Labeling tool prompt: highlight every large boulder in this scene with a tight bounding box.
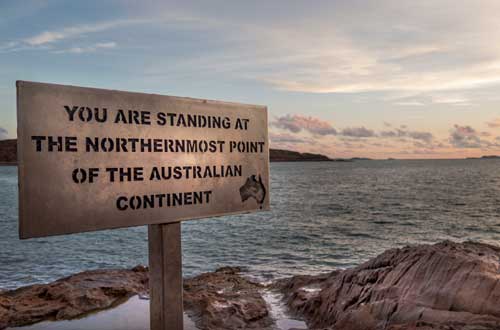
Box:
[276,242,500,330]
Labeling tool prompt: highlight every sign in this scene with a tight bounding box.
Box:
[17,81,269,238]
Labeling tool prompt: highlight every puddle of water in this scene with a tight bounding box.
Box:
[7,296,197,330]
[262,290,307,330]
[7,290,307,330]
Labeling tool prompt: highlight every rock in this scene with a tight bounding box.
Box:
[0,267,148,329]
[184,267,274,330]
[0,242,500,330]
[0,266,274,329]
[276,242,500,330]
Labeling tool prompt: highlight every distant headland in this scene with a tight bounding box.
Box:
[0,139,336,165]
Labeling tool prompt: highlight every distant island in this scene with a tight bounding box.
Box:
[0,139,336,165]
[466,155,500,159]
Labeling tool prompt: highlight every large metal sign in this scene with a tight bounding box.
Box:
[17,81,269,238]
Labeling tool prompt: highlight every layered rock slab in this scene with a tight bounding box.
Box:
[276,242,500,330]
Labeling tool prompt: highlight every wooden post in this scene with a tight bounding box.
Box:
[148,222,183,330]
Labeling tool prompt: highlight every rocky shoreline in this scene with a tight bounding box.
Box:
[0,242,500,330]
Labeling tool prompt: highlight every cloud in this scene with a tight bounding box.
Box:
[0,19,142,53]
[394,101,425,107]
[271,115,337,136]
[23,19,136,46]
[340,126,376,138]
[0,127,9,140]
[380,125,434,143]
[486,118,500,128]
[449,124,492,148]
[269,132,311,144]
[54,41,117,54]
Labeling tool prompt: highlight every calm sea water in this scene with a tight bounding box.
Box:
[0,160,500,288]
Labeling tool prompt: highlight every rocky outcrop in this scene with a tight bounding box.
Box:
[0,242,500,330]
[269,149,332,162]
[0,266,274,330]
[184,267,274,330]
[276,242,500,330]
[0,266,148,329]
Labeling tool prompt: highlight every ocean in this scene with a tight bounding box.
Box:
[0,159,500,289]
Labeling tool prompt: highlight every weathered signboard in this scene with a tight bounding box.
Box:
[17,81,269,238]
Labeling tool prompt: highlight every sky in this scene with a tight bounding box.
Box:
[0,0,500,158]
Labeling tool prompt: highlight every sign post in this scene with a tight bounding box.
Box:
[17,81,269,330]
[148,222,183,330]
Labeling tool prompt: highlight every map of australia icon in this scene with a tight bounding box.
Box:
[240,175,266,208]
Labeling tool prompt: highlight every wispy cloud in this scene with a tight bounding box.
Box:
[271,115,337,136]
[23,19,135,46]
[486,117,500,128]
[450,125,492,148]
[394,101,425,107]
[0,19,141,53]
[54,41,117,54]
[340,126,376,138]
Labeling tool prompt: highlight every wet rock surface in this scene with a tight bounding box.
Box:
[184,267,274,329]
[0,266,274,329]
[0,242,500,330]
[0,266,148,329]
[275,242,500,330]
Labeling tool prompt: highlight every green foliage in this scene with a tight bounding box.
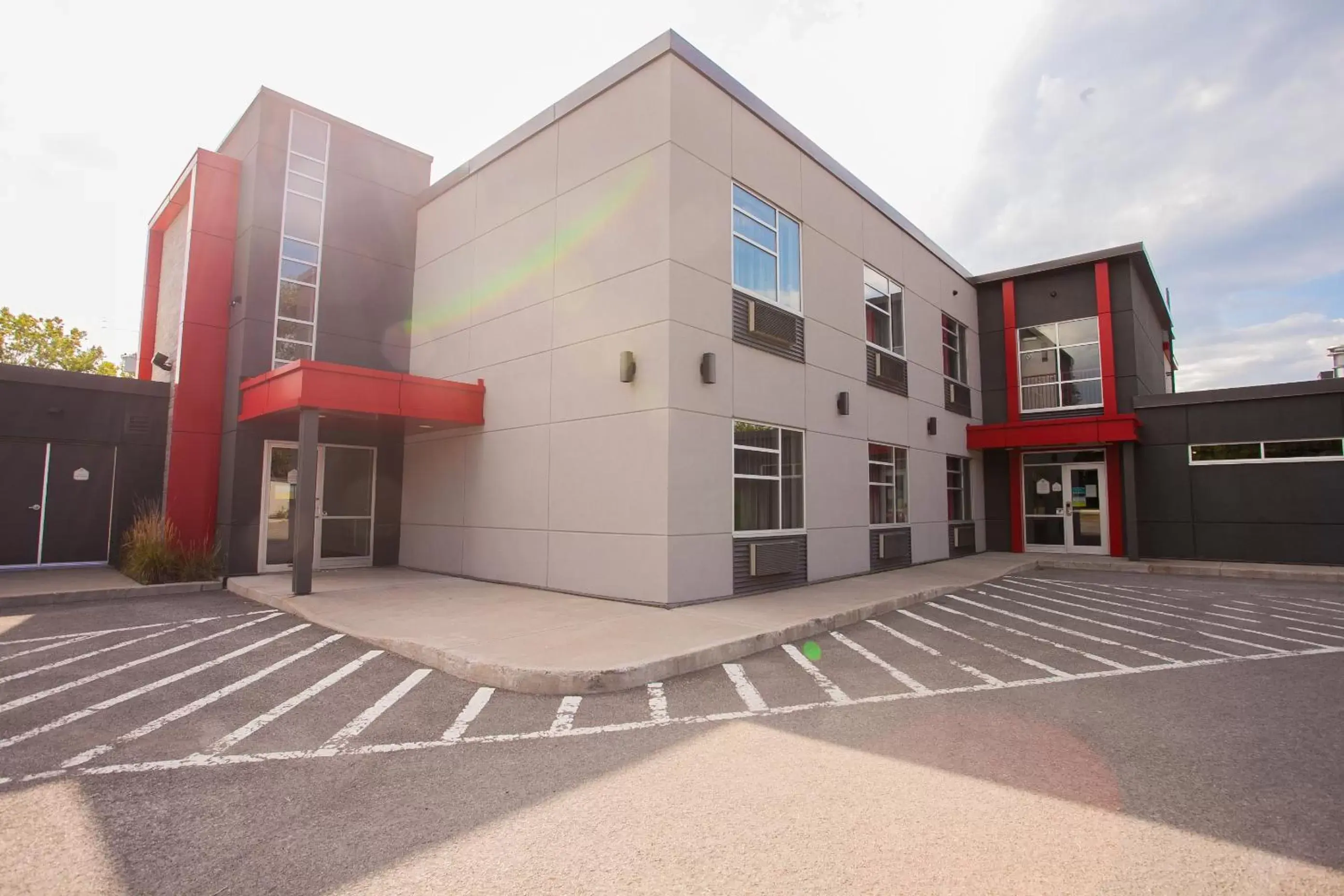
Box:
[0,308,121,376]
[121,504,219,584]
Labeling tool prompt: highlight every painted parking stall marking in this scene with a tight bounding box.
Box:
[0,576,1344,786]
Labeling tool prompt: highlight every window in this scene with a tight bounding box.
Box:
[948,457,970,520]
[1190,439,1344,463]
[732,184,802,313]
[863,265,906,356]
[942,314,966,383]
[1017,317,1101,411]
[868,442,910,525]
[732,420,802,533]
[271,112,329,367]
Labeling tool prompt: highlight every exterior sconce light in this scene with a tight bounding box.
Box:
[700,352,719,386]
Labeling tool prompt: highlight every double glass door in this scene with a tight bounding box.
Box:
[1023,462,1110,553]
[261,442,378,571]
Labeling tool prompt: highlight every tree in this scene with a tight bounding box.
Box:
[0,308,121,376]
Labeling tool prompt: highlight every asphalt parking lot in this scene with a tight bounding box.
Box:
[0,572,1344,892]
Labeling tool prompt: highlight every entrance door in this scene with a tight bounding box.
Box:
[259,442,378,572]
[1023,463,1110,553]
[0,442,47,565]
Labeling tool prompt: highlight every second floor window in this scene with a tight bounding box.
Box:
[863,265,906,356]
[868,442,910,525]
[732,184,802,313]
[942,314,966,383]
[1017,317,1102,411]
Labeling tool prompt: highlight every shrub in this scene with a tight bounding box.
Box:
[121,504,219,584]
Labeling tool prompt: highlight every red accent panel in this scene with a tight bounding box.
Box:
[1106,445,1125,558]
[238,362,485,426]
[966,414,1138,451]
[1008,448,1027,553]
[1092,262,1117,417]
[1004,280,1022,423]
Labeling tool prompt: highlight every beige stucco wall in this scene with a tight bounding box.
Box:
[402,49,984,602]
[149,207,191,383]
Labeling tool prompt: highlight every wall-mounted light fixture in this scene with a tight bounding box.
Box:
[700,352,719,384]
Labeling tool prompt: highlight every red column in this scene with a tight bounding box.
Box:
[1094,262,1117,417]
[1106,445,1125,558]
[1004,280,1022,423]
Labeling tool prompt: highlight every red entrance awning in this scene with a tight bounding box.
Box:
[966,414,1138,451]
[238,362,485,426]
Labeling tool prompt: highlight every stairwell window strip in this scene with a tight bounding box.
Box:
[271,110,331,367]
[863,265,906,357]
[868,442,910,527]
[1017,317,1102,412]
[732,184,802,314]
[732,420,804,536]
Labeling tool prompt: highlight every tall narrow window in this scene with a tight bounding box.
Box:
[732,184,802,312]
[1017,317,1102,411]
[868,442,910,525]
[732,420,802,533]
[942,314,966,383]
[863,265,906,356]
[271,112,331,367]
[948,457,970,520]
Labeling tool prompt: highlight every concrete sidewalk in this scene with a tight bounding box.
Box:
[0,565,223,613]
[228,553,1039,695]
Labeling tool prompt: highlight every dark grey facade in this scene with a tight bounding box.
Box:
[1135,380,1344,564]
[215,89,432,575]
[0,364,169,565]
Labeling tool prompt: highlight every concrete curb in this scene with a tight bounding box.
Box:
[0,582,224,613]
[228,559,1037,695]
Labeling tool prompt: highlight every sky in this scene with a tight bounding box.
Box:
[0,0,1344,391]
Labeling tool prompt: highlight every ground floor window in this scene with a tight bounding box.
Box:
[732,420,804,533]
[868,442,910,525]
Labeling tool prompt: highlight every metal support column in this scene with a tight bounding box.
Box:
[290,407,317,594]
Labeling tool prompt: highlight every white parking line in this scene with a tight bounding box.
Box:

========================================

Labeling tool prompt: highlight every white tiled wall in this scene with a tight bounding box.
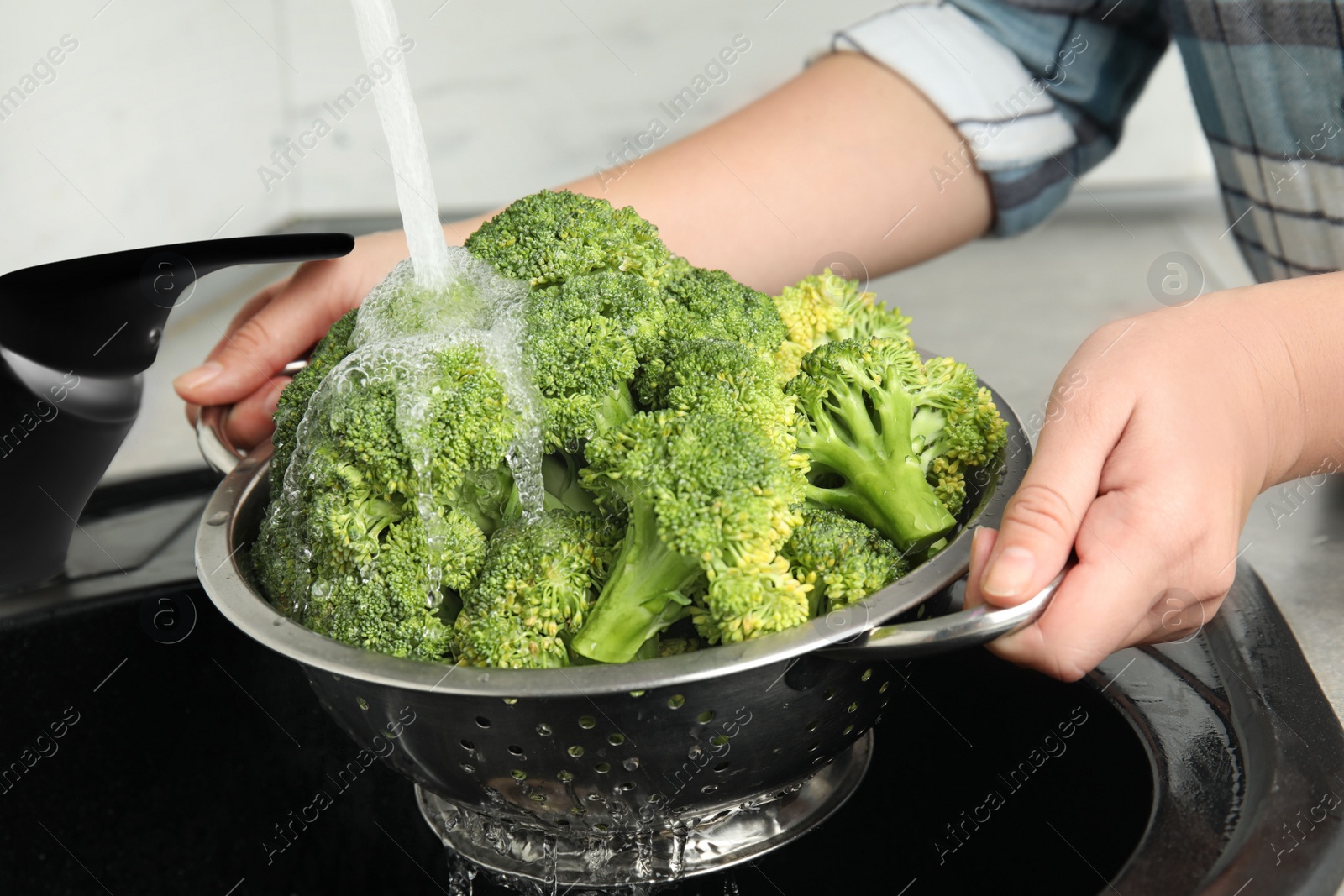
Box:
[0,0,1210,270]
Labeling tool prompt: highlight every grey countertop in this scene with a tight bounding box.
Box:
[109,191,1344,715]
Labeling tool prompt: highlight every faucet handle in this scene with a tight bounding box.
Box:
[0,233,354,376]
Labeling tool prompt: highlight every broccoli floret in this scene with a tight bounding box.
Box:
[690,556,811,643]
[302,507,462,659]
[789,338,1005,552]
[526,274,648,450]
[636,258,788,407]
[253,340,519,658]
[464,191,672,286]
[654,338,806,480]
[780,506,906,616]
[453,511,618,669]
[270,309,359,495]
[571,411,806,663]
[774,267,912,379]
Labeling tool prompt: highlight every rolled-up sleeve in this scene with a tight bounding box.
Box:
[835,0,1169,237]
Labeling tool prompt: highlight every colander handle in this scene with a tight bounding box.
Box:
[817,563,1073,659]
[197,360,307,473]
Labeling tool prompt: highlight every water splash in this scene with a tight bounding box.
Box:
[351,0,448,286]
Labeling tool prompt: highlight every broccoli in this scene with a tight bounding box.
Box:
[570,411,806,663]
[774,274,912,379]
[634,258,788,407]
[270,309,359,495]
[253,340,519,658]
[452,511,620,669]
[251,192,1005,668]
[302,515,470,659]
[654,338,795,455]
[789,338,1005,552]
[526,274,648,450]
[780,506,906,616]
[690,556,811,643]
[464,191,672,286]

========================================

* [GIVEN TASK]:
Reproduce everything from the line containing "Labeling tool prompt: highlight every exterior" down to the line containing "[261,442,378,571]", both ends included, keeping every line and adding 59 to each bounding-box coordinate.

* [OUTPUT BELOW]:
Labeling tool prompt: highlight every exterior sconce light in this scene with a tight bounding box.
Box:
[759,411,778,445]
Labeling tool prompt: highlight every double glass door in this scene with a tight bounding box.
Box:
[1082,521,1169,612]
[320,501,437,630]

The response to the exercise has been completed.